PROVIDED PASSAGE START

Constant monitoring creates a world in which I start to think about my body as a ticking bomb, a machine that might break at any given moment
Because implant data can be sent remotely, patients may end up seeing their doctors less even as the doctors receive more information to process. This may change how doctors assess a patient’s condition: Instead of taking into account a patient’s complexion, speech patterns, or other criteria that can only be evaluated face to face, doctors review a remote transmission sent via a bedside monitor. While I see my cardiologist only once a year, I send a transmission every three months. True, this enables closer monitoring of my heart rhythm, but it also runs the risk of decontextualizing my data.
This is not “personalized health care” but algorithmic care, in which seeing a doctor in person becomes a rare privilege as patients communicate via monitors and mobile apps. Think of the last time you desperately tried to talk to a human representative when calling customer service, only to be endlessly redirected through prerecorded menus telling you to “press one for more information.” Now imagine that as a paradigm for doctor’s visits.

PROVIDED PASSAGE END

REQUIRED TASKS →
• a. Please transcribe the passage on remote heart monitoring between "Constant monitoring creates" and "decontextualizing my data.", inclusive.
• b. Condense the paragraph of the passage on remote heart monitoring that begins "Because implant data can be sent remotely" into a shorter version that keeps its main facts.
• c. Take the passage on remote heart monitoring further, starting from its final sentence.

INFORMATION SUPPLIED START

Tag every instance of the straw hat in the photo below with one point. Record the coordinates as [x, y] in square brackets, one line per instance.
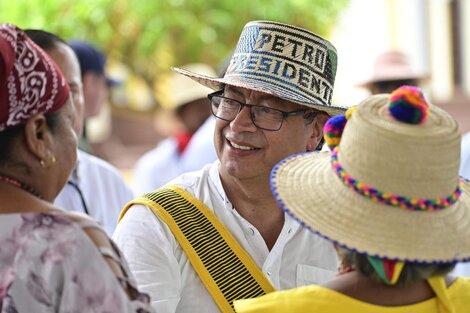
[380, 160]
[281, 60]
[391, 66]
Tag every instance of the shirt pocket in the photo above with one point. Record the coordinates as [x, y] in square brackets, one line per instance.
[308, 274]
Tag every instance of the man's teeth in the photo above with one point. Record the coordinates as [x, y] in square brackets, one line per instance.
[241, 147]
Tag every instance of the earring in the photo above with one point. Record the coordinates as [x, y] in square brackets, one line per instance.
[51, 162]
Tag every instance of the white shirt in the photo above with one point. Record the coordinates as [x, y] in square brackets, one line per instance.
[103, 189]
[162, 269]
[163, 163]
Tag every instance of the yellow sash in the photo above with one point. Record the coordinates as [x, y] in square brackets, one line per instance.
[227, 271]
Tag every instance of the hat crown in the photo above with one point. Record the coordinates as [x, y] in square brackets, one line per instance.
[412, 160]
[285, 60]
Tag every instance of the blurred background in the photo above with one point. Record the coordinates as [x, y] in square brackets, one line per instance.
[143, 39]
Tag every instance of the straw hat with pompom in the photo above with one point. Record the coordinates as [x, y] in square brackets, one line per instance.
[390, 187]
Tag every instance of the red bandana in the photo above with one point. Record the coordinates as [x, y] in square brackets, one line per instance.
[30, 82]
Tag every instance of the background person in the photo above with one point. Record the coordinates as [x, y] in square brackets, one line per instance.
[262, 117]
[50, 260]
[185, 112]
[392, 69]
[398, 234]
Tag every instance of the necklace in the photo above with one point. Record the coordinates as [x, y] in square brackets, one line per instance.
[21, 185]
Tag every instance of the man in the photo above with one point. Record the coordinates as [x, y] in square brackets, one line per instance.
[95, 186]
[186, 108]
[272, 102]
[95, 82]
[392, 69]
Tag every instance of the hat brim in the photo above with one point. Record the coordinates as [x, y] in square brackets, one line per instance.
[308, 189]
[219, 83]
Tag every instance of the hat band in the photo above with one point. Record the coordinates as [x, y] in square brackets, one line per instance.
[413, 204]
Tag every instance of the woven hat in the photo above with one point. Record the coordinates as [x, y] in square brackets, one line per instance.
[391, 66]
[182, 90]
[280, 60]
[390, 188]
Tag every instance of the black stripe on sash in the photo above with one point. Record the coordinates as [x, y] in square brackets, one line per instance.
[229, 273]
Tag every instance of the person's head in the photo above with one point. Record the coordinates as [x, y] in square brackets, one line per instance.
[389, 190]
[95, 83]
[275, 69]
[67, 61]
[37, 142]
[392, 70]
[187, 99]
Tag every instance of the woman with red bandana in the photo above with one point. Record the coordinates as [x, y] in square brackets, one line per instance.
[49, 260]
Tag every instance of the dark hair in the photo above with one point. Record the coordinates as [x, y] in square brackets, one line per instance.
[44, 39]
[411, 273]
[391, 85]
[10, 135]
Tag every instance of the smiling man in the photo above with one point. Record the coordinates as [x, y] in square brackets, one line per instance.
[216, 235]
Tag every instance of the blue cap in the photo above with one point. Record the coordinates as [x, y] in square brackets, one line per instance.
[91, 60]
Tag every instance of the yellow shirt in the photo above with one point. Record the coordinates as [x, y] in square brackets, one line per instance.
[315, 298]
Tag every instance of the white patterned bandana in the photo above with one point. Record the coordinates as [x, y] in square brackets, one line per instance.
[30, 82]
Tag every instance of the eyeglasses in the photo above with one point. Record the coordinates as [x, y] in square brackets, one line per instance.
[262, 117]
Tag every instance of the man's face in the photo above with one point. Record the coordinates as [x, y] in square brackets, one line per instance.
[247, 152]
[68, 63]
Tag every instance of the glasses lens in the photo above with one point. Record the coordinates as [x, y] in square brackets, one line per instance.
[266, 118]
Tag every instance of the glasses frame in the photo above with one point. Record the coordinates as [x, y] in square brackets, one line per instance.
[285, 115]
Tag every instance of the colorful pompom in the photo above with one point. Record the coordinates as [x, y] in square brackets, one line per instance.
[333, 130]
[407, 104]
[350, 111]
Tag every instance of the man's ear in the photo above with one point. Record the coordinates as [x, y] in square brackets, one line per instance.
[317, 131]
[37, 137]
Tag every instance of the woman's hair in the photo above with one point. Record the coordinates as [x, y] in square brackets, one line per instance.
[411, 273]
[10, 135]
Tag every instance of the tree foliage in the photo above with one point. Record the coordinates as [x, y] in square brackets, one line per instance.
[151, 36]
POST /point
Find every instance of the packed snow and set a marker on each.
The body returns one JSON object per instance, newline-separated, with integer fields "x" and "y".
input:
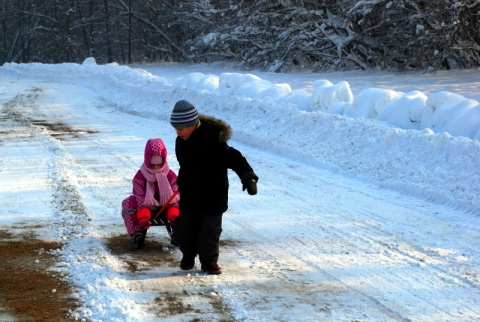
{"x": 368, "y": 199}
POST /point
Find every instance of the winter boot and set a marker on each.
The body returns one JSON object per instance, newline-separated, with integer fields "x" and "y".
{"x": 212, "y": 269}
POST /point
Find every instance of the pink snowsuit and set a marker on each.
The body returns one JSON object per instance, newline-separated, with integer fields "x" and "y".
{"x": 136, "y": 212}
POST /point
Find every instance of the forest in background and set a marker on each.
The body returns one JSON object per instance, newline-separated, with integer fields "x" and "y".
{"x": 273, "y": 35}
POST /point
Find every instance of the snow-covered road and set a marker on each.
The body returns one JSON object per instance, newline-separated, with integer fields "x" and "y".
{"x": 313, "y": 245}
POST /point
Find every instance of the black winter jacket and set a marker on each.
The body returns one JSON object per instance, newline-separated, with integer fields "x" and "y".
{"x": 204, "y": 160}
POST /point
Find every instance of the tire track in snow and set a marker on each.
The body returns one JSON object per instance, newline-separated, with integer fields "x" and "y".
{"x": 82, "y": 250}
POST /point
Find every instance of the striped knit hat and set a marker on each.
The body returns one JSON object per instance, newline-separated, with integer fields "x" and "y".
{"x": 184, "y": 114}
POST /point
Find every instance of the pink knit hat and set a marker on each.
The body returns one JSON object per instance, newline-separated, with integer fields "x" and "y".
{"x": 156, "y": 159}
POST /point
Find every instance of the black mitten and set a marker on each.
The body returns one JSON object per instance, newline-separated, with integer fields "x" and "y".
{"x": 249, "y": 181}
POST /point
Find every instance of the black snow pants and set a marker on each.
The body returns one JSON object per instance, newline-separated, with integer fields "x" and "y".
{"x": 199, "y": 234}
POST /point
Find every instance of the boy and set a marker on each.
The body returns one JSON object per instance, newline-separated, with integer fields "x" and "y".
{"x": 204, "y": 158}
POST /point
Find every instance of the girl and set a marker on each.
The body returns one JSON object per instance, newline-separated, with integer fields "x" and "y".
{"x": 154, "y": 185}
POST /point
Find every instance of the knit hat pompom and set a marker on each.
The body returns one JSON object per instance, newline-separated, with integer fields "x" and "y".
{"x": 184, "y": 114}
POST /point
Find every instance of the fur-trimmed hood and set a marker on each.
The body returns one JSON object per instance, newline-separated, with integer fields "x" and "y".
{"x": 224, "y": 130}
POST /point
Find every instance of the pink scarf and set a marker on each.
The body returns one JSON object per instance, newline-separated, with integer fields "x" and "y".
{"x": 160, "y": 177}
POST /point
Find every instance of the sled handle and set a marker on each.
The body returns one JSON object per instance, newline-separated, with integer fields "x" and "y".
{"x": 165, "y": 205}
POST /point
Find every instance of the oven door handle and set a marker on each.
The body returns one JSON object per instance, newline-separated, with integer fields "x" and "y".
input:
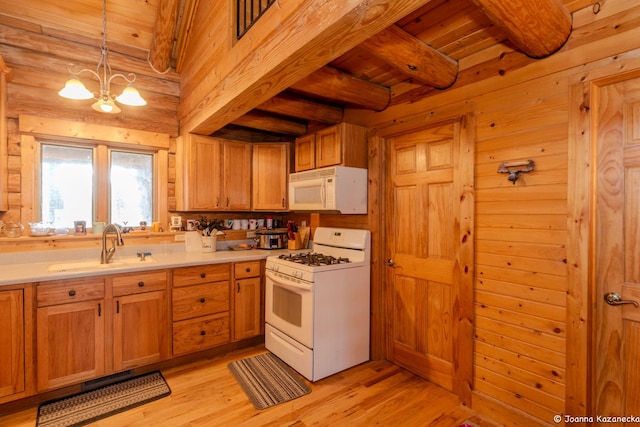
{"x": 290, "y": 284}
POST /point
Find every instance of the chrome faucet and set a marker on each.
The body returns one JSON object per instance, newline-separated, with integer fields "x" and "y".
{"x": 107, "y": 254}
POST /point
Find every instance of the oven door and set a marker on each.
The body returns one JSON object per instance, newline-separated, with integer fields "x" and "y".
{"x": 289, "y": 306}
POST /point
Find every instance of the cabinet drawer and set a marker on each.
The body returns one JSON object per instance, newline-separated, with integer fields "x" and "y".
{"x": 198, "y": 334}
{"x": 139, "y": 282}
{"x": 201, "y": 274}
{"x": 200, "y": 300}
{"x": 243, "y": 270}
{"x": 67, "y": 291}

INFORMATION SUPPLIED END
INFORMATION SUPPLIED START

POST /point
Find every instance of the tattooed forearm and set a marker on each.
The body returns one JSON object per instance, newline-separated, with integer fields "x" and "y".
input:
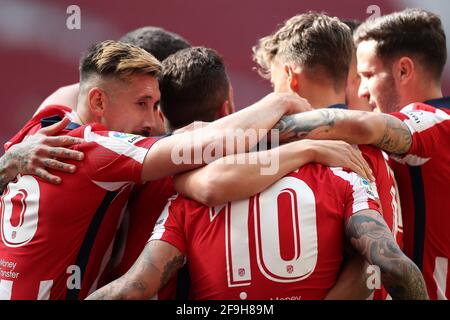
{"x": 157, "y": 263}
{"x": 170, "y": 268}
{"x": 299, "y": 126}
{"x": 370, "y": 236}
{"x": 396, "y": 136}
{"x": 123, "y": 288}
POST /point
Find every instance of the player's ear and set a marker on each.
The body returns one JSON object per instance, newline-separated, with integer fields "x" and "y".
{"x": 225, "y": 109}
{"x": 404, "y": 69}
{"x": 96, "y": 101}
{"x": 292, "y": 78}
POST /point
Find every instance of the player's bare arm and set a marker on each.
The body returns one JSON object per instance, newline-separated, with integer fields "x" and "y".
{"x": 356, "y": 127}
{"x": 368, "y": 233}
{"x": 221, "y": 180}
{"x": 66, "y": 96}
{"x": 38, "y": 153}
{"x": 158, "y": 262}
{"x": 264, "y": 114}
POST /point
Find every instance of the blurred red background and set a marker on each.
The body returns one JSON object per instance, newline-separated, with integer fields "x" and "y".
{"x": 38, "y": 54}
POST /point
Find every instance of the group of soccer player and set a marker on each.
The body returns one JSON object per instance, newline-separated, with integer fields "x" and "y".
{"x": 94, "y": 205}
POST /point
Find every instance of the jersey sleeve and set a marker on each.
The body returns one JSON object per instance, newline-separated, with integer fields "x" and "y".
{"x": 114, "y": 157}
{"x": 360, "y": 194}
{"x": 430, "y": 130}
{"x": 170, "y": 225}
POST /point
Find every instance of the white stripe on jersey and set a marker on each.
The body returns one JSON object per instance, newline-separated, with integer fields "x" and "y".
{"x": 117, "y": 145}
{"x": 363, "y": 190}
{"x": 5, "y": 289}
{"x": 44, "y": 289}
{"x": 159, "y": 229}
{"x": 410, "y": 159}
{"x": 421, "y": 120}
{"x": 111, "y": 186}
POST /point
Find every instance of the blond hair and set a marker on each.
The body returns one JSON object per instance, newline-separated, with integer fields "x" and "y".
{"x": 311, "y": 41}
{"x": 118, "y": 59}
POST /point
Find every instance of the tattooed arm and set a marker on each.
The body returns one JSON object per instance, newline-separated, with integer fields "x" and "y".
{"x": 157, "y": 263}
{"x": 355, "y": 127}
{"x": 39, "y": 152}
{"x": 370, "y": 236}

INFORMATION SUPPLIED END
INFORMATION SUPPLIED START

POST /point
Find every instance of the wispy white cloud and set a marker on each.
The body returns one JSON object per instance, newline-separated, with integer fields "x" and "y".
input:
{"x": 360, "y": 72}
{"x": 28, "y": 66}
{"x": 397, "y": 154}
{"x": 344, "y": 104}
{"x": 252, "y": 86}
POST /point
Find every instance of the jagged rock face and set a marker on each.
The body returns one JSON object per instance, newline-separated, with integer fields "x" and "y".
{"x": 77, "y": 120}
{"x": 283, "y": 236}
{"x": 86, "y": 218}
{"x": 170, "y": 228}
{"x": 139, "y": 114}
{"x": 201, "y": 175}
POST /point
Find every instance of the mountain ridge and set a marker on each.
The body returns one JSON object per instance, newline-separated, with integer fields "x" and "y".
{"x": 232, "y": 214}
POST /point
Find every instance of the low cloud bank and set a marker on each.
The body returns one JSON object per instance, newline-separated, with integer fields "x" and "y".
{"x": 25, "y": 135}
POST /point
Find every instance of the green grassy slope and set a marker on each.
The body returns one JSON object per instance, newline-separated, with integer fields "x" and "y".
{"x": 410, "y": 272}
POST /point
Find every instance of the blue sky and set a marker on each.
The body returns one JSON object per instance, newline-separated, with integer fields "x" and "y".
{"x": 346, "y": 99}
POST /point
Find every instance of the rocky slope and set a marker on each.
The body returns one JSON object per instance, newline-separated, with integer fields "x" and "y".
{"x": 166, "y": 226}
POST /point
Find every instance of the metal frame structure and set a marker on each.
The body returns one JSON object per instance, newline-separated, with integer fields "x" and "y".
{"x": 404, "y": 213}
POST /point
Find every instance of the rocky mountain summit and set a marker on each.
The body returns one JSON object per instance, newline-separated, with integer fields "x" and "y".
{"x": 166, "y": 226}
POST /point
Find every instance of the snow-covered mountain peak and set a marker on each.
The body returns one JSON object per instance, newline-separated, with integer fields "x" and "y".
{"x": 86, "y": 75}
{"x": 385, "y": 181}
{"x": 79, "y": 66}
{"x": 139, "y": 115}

INFORMATION SUPPLIED END

TASK-BY-TASK OUTPUTS →
• a.
Constant monitoring creates a world in which I start to think about my body as a ticking bomb, a machine that might break at any given moment
Because implant data can be sent remotely, patients may end up seeing their doctors less even as the doctors receive more information to process. This may change how doctors assess a patient’s condition: Instead of taking into account a patient’s complexion, speech patterns, or other criteria that can only be evaluated face to face, doctors review a remote transmission sent via a bedside monitor. While I see my cardiologist only once a year, I send a transmission every three months. True, this enables closer monitoring of my heart rhythm, but it also runs the risk of decontextualizing my data.

• b. Since implants transmit data remotely, patients may visit doctors less while doctors receive more data. Doctors may then judge a patient's condition from bedside-monitor transmissions instead of in-person cues such as complexion or speech. The writer sees a cardiologist yearly but sends a transmission every three months. This allows closer monitoring of heart rhythm but risks stripping the data of context.

• c.
While I’m grateful for the device that saved my life, I still believe that companies and providers must do more to provide patients with a better understanding of their devices. Patients should receive detailed explanations about data security risks of their implanted devices before signing consent forms, and once implanted, the data produced by the device should be easily accessible to patients who would like to view it or share it with others. Facebook groups such as “Young Pacemaker Patients” or “My Heart, My Data” are already providing the kind of community support that patients might need by sharing current research and warning patients of recalls or privacy concerns. Patient activism — such as the group of cancer survivors who in 2018, with the ACLU’s help, filed a complaint with the Department of Health and Human Services over Myriad Genetics’ withholding of their data — sets an example for future struggles over data ownership and access.
Cardiac patients like me can also draw inspiration from the sleep apnea patients who asked a hacker to create a tool that let them modify their CPAP machines to access their data, as Vice reported. Similar collaborations have been attempted with pacemakers. In Wired, security researcher Marie Moe, who tried to hack into her own pacemaker, wrote, “I encourage more security research of medical implants simply because I do not believe that proprietary ‘security through obscurity’ will make the devices safer for patients.” Activists like Moe push companies like Medtronic to establish more transparent communication with their patients instead of citing “proprietary codes” and using black-box design to control information.
Regulation, patient advocacy, and hacking projects can help us cultivate new relationships between our bodies and ourselves, and our bodies and medical-device companies. As the story of Theranos taught us, “Move fast and break things” is not the best mindset when it comes to people’s lives. For the internet of medical things, “Move slow and proceed with caution” might be the more productive motto.